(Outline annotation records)
----

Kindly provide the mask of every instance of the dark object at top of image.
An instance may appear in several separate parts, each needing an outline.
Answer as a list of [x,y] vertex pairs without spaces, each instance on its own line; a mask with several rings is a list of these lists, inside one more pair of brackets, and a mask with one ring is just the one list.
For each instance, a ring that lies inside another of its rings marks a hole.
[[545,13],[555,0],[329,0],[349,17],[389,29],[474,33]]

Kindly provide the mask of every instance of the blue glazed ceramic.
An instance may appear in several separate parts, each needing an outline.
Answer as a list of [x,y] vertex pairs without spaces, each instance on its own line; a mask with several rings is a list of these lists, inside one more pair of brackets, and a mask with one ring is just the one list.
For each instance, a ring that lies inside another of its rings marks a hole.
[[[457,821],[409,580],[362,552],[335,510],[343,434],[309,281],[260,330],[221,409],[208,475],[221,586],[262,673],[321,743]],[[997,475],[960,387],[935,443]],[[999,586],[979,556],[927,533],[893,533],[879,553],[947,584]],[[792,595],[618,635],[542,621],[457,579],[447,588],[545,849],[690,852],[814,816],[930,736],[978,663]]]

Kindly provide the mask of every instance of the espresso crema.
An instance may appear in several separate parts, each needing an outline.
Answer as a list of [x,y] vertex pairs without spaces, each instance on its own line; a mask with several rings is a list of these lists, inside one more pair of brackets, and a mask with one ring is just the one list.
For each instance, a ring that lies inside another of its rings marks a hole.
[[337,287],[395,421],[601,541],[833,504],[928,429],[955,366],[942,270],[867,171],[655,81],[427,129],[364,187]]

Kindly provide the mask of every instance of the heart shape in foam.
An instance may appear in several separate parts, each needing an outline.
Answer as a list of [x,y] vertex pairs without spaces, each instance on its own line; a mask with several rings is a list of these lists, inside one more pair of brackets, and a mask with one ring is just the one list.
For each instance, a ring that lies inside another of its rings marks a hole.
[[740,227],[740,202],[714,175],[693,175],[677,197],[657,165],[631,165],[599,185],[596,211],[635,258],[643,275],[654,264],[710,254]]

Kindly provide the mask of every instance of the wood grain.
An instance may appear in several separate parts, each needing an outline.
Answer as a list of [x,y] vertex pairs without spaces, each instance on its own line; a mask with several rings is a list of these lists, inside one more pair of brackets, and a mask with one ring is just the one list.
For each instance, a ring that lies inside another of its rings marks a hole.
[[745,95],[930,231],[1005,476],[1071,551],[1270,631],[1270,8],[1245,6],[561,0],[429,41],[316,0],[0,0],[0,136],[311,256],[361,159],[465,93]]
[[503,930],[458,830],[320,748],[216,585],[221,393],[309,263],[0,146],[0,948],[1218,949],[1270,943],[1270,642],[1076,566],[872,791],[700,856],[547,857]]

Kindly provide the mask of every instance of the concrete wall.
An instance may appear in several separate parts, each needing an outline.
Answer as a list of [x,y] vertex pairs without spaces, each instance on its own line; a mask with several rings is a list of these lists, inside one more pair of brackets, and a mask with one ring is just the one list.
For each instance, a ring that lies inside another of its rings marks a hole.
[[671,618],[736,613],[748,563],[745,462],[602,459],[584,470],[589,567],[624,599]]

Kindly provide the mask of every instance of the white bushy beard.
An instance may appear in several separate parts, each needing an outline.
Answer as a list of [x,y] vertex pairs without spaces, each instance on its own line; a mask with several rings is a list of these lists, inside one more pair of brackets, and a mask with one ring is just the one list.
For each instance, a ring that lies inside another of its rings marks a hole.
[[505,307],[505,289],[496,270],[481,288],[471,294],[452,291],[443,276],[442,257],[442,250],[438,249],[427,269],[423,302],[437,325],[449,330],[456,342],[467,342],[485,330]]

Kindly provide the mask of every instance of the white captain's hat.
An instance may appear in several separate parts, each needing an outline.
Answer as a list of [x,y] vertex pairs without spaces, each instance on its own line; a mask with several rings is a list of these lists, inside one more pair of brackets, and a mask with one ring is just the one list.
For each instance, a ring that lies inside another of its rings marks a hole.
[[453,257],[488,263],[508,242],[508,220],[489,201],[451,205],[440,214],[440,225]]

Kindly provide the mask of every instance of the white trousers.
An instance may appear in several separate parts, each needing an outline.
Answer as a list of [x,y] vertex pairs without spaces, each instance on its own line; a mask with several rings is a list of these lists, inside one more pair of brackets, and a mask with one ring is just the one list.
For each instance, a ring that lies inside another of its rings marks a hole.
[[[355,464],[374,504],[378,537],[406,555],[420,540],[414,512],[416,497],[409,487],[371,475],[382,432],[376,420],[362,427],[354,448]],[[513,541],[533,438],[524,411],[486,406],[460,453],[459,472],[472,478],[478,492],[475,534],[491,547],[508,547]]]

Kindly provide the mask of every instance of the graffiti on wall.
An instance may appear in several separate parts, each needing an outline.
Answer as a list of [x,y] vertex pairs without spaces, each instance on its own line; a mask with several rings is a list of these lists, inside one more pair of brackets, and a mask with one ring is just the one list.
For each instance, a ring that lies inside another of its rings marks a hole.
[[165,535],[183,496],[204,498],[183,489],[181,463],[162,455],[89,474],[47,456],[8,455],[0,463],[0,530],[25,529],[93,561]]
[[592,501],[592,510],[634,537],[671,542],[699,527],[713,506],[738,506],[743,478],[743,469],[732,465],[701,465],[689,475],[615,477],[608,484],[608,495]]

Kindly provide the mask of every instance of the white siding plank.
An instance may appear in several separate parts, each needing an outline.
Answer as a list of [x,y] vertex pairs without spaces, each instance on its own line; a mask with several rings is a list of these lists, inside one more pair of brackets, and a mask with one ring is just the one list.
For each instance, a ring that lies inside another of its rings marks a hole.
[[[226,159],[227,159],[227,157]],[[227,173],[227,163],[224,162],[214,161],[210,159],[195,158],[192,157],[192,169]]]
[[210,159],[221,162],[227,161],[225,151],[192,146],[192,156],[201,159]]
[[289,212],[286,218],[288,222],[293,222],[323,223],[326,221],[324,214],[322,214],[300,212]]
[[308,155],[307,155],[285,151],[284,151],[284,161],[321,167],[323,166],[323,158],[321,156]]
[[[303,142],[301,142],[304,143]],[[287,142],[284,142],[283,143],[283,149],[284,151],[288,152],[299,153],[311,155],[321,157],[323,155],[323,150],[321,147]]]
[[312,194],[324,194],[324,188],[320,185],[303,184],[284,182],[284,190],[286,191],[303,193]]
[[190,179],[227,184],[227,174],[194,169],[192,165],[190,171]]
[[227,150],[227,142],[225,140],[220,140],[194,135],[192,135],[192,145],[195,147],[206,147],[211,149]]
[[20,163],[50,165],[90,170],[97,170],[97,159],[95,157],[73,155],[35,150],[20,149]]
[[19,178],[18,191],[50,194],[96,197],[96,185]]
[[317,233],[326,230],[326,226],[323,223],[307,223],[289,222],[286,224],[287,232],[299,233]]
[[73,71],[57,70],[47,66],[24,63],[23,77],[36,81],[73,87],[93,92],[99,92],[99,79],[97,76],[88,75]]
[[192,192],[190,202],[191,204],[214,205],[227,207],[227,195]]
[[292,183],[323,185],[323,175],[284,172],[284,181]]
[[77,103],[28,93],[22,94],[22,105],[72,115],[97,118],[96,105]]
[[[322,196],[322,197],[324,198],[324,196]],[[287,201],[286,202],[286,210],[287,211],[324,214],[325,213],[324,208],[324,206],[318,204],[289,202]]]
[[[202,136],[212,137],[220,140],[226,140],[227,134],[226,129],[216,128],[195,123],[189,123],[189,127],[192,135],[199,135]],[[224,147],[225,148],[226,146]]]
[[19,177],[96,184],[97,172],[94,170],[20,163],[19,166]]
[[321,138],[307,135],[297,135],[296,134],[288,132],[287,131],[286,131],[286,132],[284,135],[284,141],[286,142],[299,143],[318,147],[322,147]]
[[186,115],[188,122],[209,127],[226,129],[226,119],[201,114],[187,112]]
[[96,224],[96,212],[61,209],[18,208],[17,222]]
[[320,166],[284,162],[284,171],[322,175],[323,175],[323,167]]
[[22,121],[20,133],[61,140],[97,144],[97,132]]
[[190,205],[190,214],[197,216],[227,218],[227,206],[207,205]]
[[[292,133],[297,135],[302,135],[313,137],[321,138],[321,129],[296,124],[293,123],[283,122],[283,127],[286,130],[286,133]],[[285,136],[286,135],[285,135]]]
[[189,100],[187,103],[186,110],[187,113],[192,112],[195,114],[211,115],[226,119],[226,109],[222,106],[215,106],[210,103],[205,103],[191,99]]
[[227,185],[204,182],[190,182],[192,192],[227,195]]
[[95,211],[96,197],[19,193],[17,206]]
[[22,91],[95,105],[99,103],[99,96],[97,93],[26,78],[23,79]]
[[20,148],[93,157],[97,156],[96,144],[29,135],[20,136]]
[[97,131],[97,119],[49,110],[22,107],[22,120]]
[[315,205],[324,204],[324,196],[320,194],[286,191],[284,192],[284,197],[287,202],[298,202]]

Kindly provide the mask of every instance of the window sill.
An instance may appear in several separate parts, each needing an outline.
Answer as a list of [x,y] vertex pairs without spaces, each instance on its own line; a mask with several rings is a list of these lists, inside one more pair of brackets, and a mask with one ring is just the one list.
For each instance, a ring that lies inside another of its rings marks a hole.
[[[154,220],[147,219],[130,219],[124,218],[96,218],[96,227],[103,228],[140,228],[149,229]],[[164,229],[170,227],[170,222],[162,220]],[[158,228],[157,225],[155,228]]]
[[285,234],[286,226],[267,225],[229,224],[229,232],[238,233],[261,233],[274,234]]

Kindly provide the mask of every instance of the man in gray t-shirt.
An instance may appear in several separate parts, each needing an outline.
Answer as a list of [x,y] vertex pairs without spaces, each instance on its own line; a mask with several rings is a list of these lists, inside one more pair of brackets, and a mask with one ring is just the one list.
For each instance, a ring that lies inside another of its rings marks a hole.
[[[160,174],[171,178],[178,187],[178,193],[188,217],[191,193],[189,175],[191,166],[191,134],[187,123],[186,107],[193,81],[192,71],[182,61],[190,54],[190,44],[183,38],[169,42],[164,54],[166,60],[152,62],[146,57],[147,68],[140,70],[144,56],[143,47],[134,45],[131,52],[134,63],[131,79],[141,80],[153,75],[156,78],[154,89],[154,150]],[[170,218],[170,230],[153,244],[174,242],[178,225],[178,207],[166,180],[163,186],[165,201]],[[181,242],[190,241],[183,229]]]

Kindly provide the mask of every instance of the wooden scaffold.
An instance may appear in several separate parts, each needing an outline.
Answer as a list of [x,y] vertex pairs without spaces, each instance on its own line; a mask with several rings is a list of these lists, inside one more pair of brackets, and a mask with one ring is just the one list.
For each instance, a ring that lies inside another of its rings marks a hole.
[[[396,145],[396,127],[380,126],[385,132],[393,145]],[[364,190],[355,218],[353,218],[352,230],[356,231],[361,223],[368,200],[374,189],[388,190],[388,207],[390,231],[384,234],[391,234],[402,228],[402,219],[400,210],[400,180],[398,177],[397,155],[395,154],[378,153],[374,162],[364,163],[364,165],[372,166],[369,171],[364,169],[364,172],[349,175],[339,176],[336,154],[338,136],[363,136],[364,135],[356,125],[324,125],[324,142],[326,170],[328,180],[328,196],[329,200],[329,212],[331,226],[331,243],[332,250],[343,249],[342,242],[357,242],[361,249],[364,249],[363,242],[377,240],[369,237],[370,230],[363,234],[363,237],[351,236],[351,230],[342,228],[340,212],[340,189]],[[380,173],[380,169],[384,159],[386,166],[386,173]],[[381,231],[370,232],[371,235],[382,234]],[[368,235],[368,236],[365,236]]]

----

# THE EXERCISE
Rewrite the part of the data that opens with the line containing "Kindly provide the mask of every instance of the wooden" and runs through the end of the data, swapping "scaffold" for "ladder" and leaving everything else unchanged. Give back only that part.

# OUTPUT OF THE TASK
Kindly provide the mask of every instance of the wooden ladder.
An instance may appear in several separate parts, each needing an outline.
Answer as a list of [x,y] vertex pairs without spaces, each instance on its own line; a mask with several rings is a list of these lists, inside one more pair of brackets, and a mask with one ring is just the one list.
For each instance, a ring that lies inside another of its rings marks a hole.
[[[396,145],[396,127],[380,126],[385,132],[393,145]],[[364,190],[355,218],[353,218],[352,230],[356,231],[361,223],[368,200],[374,189],[388,190],[388,207],[390,231],[384,234],[391,234],[402,228],[402,219],[400,210],[400,180],[398,177],[397,155],[395,154],[378,153],[374,162],[364,163],[364,165],[372,166],[369,171],[364,169],[364,172],[349,175],[339,176],[336,154],[338,136],[363,136],[364,135],[356,125],[324,125],[324,142],[326,170],[328,180],[328,196],[329,200],[329,212],[331,226],[331,243],[332,250],[343,249],[342,242],[357,242],[361,249],[364,249],[363,242],[377,240],[369,237],[370,230],[363,234],[363,237],[351,236],[351,230],[342,228],[340,212],[340,189]],[[380,173],[380,169],[384,159],[386,166],[386,173]],[[381,231],[370,232],[371,235],[382,234]],[[368,235],[368,236],[365,236]]]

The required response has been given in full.